Start QUOTED TEXT

Cypress Development (CYP.V): de-risking its Clayton Valley lithium project in Nevada

Located roughly halfway between Glitter Gulch and The Biggest Little City in the World, Cypress Development (CYP.V) is busily de-risking its 100%-owned Clayton Valley lithium project in Nevada.

“Why lithium,” you ask?

Seriously?

You’ve been running with a pack of wolves for how long?

Clayton Valley – the company’s flagship asset – is at the dynamic pre-feasibility study (PFS) stage.

Located immediately east of Albemarle’s (ALB.NYSE) Silver Peak mine, the region has all of the infrastructure an aggressive new miner could ever want or need.

From the Cypress investor deck.

The project is located in what’s known as an Endorheic Basin. These settings are characterized by limited drainage – no outflow to rivers or other external bodies of water. Think of it as a giant bowl with water seeping into it from the sides.

Runoff from higher elevations is trapped. This standing water, in the form of seasonal lakes and swamps, equilibrate only through evaporation or seepage.

It’s the perfect setting for lithium to concentrate.

A picture is worth a thousand…

Bedded Ash Unit Overlying Salty Green Lithium-Rich Claystone at Cypress’ Clayton Valley Project, Nevada (from the company’s i-deck).

In a previous Equity Guru offering, Cypress Development – a deeply discounted lithium development story, we listed the many attributes of Clayton Valley:

  • Two claim blocks, Dean and Glory, totalling 4,200 acres.
  • 100% owned (a 3% NSR which can be reduced to 1% for $2 million).

End QUOTED TEXT
Start EXTRACTED DATA

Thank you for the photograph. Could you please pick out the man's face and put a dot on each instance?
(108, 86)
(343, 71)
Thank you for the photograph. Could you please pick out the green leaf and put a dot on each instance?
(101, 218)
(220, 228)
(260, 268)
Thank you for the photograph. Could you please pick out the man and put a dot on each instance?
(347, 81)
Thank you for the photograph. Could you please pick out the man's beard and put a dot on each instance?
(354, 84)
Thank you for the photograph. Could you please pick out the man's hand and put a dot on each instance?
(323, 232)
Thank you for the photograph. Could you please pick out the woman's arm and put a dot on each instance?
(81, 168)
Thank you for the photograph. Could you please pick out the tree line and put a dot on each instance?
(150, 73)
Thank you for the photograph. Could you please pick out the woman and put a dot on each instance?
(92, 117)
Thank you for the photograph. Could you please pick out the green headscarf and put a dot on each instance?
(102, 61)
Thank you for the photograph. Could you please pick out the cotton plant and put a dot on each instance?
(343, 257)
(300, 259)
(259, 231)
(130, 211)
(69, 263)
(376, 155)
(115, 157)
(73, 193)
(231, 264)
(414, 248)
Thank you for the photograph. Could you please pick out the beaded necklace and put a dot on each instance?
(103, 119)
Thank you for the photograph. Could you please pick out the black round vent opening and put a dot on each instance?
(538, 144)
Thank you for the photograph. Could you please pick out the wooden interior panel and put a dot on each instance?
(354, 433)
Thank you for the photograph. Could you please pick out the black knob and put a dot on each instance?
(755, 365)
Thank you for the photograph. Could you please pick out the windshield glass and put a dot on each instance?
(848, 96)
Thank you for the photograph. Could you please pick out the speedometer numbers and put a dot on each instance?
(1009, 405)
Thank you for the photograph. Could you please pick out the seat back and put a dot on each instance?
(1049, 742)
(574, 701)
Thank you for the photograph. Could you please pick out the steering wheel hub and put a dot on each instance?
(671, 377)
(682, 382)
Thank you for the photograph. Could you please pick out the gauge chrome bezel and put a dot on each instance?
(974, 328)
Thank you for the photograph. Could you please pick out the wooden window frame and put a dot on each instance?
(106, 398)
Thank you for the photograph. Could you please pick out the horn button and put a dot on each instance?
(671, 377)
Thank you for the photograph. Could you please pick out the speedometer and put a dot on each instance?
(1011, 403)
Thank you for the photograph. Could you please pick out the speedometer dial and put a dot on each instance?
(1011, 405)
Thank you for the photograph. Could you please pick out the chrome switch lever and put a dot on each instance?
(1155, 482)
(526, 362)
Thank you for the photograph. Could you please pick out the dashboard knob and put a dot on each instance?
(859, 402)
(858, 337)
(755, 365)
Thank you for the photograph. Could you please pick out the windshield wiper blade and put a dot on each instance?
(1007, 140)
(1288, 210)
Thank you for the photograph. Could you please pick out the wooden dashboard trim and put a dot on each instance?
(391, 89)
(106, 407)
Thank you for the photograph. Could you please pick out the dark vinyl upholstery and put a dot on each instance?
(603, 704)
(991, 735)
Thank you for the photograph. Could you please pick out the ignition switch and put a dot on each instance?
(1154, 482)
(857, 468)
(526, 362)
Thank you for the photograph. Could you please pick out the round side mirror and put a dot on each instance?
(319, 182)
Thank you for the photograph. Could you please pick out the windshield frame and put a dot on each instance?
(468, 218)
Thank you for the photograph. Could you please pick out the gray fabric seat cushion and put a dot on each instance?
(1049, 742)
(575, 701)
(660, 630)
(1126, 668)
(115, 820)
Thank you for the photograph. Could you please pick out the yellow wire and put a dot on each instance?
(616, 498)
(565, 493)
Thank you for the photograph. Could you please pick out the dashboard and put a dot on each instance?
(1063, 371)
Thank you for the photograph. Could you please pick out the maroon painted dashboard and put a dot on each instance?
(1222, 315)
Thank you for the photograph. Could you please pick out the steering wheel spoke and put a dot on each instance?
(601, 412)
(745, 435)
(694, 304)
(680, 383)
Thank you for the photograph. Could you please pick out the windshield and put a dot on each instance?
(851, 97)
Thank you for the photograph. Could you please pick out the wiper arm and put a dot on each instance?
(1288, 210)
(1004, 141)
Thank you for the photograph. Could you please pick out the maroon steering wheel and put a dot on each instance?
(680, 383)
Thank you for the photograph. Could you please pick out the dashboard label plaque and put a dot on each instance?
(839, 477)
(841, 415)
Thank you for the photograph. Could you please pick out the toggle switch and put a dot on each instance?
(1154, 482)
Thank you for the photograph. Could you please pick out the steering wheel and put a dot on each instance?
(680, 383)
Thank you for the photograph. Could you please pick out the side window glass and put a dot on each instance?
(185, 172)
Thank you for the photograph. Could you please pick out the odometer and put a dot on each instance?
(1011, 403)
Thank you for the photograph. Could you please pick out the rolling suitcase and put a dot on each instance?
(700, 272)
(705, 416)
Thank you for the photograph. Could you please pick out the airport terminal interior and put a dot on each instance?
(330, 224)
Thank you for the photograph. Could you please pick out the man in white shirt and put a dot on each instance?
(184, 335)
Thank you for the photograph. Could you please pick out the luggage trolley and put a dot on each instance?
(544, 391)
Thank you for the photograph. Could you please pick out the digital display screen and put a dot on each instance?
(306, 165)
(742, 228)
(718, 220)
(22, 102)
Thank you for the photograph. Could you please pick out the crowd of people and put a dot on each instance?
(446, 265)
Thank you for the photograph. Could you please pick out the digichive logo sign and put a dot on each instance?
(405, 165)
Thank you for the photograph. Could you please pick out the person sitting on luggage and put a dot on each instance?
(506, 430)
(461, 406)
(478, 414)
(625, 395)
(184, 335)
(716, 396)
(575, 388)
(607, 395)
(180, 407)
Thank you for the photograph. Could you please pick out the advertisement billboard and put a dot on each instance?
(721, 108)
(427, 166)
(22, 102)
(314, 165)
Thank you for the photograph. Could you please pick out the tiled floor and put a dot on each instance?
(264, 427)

End EXTRACTED DATA

* DIRECTIVES *
1) Set down the passage of the Clayton Valley lithium article between "The project is" and "the company’s i-deck).", inclusive.
2) Extend the article on Cypress Development's Clayton Valley lithium project, picking up right after its final line.

* ANSWERS PER TASK *
1)
The project is located in what’s known as an Endorheic Basin. These settings are characterized by limited drainage – no outflow to rivers or other external bodies of water. Think of it as a giant bowl with water seeping into it from the sides.

Runoff from higher elevations is trapped. This standing water, in the form of seasonal lakes and swamps, equilibrate only through evaporation or seepage.

It’s the perfect setting for lithium to concentrate.

A picture is worth a thousand…

Bedded Ash Unit Overlying Salty Green Lithium-Rich Claystone at Cypress’ Clayton Valley Project, Nevada (from the company’s i-deck).

2)
  • Orebody is flat lying with no overburden (can’t stress enough how hugely important this feature is to the economics of a project… any project).
  • Extensive volcanic-derived geological setting.
  • Lithium is contained in illite and montmorillonite soft clays to a minimum depth of 120 meters below surface.
  • potential significant rare earth element (REE) values exist for Scandium, Neodymium, and Dysprosium.
  • No drilling or blasting required to liberate the ore (again… hugely important).
  • Region is steeped in mining history – ample access to experienced labor and contractor services.
  • A mature regulatory environment.
  • THE best mining jurisdiction in the U.S.A. – currently ranked 3rd globally by the Fraser Institute’s annual Survey of Mining Countries.
  • Good road access through and through.
  • Rail system access is 90 miles by road.
  • Easy access to power – electrical connection possible via the sub-station in Silver Peak.
  • Water is available via the Silver Peak municipal water supply.

As noted earlier, this a preliminary feasibility stage project. The PFS should drop early in the 2nd quarter.

For those currently puzzling over the difference between PEA’s, PFS’s, and FS’s, this should help bring you up to speed:

A preliminary economic assessment (PEA) is a first pass economic study that probes all the basic parts of a mineral deposit – resource, scale, logistics, etc. At this stage, an inferred resource is sufficient to get the ball rolling.

A pre-feasibility study (PFS) takes a closer, more comprehensive look at the economics of a project. Infill drilling – tightening up the grid and elevating the resource to the measured and indicated categories – adds greater certainty and validity to the number crunching. The PFS also includes metallurgical test work and the commencement of baseline studies. Here, the company can begin brainstorming various development scenarios.

A feasibility study (FS) is the final document that incorporates every aspect of a project, from logistics to Capex. The study narrows down the various development scenarios to one single track. Very often you’ll see the study characterized as ‘bankable’. If a company is looking at some form of debt financing, this is what potential lenders want to see.

The Clayton Valley PFS is building on the success of last years PEA.

Highlights from the company’s 2018 PEA include:

  • Net present value of $1.45 billion at 8% discount rate.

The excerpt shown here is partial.